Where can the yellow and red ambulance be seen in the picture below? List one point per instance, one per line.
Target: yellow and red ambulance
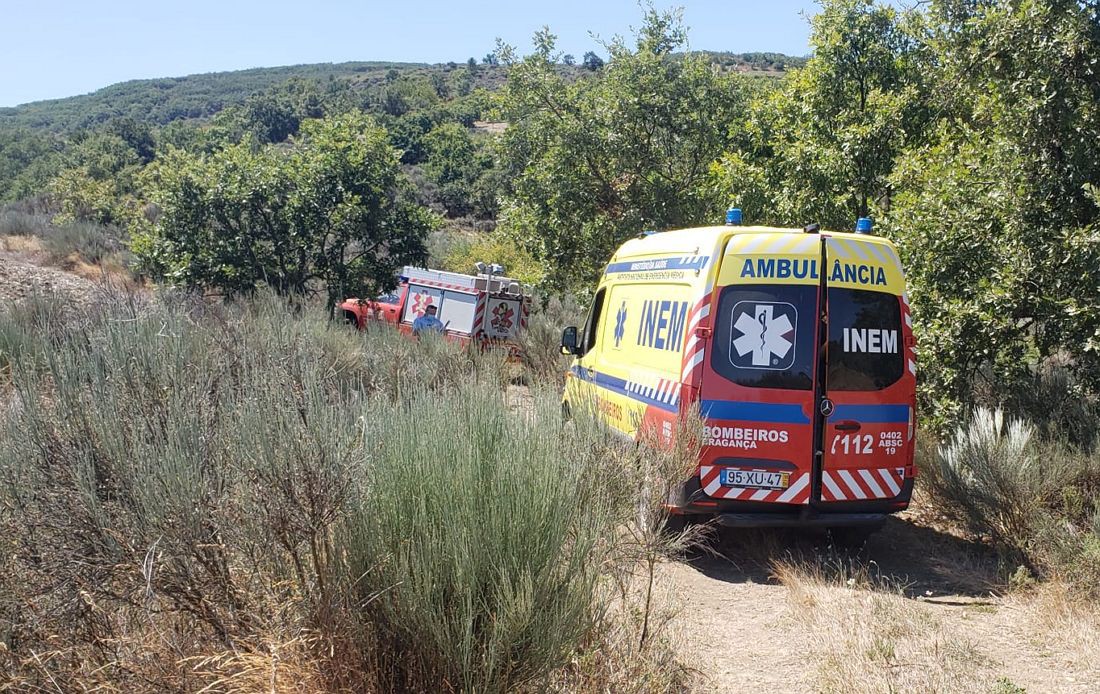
(798, 345)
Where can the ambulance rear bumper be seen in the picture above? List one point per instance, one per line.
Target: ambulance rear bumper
(799, 520)
(691, 500)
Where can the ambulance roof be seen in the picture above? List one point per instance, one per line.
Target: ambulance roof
(704, 240)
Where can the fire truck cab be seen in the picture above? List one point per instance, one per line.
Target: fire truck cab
(486, 308)
(798, 347)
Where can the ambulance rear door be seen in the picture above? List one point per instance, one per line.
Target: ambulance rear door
(869, 382)
(758, 385)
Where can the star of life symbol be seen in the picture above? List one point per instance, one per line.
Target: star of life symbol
(767, 339)
(502, 318)
(619, 325)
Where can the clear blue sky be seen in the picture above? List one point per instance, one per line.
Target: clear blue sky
(53, 48)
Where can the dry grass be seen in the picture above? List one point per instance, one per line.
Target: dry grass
(20, 244)
(867, 637)
(1063, 624)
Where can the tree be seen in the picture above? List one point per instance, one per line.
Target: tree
(462, 168)
(822, 147)
(586, 164)
(998, 216)
(329, 212)
(592, 62)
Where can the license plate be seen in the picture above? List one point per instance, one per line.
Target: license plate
(754, 478)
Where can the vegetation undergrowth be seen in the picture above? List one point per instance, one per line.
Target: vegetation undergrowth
(248, 496)
(1033, 496)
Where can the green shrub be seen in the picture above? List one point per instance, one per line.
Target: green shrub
(1038, 499)
(89, 242)
(541, 341)
(185, 486)
(480, 540)
(15, 223)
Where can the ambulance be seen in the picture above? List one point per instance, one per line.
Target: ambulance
(796, 345)
(486, 308)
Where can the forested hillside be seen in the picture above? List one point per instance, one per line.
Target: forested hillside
(161, 101)
(969, 134)
(207, 483)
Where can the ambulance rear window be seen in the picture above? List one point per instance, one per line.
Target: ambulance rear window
(765, 336)
(865, 340)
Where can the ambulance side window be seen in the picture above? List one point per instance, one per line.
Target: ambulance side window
(592, 327)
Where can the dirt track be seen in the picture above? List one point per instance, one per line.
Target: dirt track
(21, 277)
(934, 619)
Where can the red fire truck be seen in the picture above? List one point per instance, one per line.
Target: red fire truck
(487, 308)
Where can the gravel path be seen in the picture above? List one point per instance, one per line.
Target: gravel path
(738, 629)
(20, 278)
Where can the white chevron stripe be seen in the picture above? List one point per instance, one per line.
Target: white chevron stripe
(891, 484)
(713, 487)
(869, 478)
(853, 485)
(695, 359)
(834, 489)
(794, 489)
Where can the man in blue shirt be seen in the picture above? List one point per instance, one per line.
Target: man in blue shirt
(428, 322)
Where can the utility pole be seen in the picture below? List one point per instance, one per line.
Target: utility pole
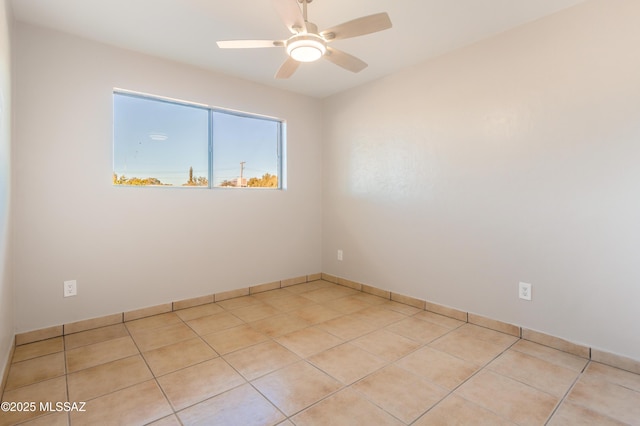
(242, 163)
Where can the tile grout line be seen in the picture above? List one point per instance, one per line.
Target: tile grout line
(562, 400)
(482, 368)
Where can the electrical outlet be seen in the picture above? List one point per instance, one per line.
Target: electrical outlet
(70, 288)
(524, 291)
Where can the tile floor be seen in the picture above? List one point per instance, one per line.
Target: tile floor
(312, 354)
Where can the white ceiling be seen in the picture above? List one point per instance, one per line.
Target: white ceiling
(186, 31)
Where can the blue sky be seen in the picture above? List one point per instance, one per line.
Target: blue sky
(163, 140)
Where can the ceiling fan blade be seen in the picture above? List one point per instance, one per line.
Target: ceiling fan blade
(248, 44)
(287, 69)
(357, 27)
(290, 14)
(344, 60)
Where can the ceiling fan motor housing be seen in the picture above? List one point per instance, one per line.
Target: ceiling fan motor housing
(306, 47)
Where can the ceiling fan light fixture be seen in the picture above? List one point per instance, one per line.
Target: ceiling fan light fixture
(306, 48)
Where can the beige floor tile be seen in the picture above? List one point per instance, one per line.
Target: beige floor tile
(463, 346)
(386, 345)
(569, 414)
(346, 327)
(212, 323)
(400, 393)
(199, 382)
(400, 307)
(154, 338)
(89, 337)
(347, 363)
(199, 311)
(305, 287)
(279, 325)
(345, 408)
(613, 375)
(486, 335)
(316, 314)
(554, 356)
(346, 305)
(438, 367)
(239, 302)
(607, 398)
(441, 320)
(255, 312)
(308, 341)
(167, 421)
(261, 359)
(178, 355)
(232, 339)
(458, 411)
(35, 370)
(100, 353)
(54, 390)
(508, 398)
(540, 374)
(289, 303)
(418, 330)
(139, 404)
(240, 406)
(271, 294)
(155, 321)
(55, 419)
(371, 299)
(37, 349)
(378, 316)
(106, 378)
(329, 293)
(296, 387)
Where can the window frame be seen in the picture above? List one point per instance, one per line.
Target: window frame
(280, 138)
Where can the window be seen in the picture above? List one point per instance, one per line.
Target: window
(157, 142)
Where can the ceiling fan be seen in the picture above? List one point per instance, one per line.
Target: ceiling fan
(307, 44)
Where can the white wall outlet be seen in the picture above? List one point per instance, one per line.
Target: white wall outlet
(524, 291)
(70, 288)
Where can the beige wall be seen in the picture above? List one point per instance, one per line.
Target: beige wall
(515, 159)
(6, 285)
(134, 247)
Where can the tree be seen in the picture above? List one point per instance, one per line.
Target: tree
(198, 181)
(123, 180)
(266, 181)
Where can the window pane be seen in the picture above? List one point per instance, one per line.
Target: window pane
(245, 151)
(159, 143)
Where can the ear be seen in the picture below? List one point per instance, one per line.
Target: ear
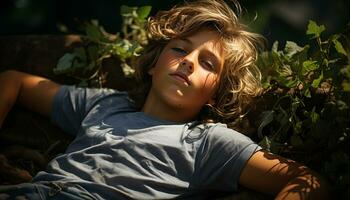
(151, 71)
(211, 101)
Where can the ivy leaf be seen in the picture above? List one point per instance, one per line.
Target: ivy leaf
(307, 92)
(309, 65)
(295, 140)
(346, 86)
(275, 47)
(292, 48)
(316, 82)
(267, 117)
(64, 63)
(314, 29)
(143, 12)
(314, 115)
(93, 32)
(266, 143)
(126, 10)
(339, 47)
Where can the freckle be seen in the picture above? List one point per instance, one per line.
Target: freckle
(179, 92)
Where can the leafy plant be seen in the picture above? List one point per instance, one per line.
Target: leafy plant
(85, 62)
(306, 114)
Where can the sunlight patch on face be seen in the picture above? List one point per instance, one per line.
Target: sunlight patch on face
(179, 93)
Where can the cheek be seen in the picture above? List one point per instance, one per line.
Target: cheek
(209, 83)
(166, 60)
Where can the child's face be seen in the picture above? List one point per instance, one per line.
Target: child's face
(187, 72)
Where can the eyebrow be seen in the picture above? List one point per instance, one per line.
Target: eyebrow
(211, 54)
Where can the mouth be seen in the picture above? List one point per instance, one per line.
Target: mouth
(181, 77)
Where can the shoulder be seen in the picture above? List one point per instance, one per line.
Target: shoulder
(88, 98)
(220, 132)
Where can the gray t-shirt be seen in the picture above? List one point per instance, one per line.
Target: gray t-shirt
(121, 153)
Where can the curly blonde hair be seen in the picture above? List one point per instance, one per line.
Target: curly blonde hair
(240, 78)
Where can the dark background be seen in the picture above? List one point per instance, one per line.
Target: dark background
(276, 19)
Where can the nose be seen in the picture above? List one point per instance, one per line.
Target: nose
(186, 65)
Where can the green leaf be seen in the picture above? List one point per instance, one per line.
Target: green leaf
(316, 82)
(314, 115)
(295, 140)
(265, 143)
(339, 47)
(346, 86)
(309, 65)
(267, 117)
(126, 10)
(307, 92)
(143, 12)
(275, 47)
(93, 32)
(292, 48)
(314, 29)
(64, 63)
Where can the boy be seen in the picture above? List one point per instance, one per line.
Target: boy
(164, 141)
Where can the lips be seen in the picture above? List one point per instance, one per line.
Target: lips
(181, 77)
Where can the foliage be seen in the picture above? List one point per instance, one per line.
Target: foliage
(85, 63)
(303, 113)
(306, 113)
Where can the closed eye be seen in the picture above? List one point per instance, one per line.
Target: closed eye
(179, 50)
(208, 65)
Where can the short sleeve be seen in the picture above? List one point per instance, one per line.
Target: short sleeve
(71, 104)
(221, 158)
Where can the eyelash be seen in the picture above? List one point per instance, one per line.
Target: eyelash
(179, 50)
(207, 64)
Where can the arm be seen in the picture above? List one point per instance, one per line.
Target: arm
(285, 178)
(33, 92)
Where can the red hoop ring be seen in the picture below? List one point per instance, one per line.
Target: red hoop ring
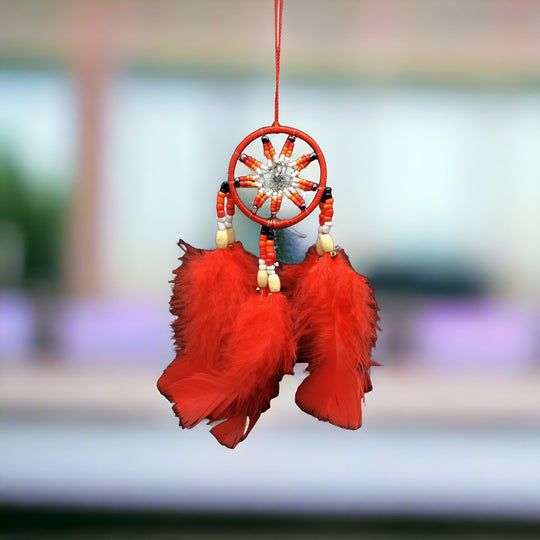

========================================

> _TASK DESCRIPTION_
Using the data above, output the line that has "Target: man in blue shirt", the line that has "Where can the blue", and whatever lines fall between, each exactly as it stands and without pictures.

> _RESPONSE_
Target: man in blue shirt
(428, 322)
Where can the utility pole be seen in the picture below? List one point per instance, one per line.
Target: utility pole
(242, 163)
Where can the tile grout line be seen in the picture above? List one point per instance, one per line.
Target: tile grout line
(562, 400)
(482, 368)
Where can the electrical outlet be seen in the picture above? List one point per instance, one per line.
Target: electrical outlet
(70, 288)
(524, 291)
Where can the tile floor be seen in the picture above? List one point per instance, one per line.
Target: tile floor
(312, 354)
Where can the white ceiling be seen in the picture above? List one point per instance, one per line.
Target: white ceiling
(186, 31)
Where can the blue sky be seen in the picture above? List one point per instance, one per line.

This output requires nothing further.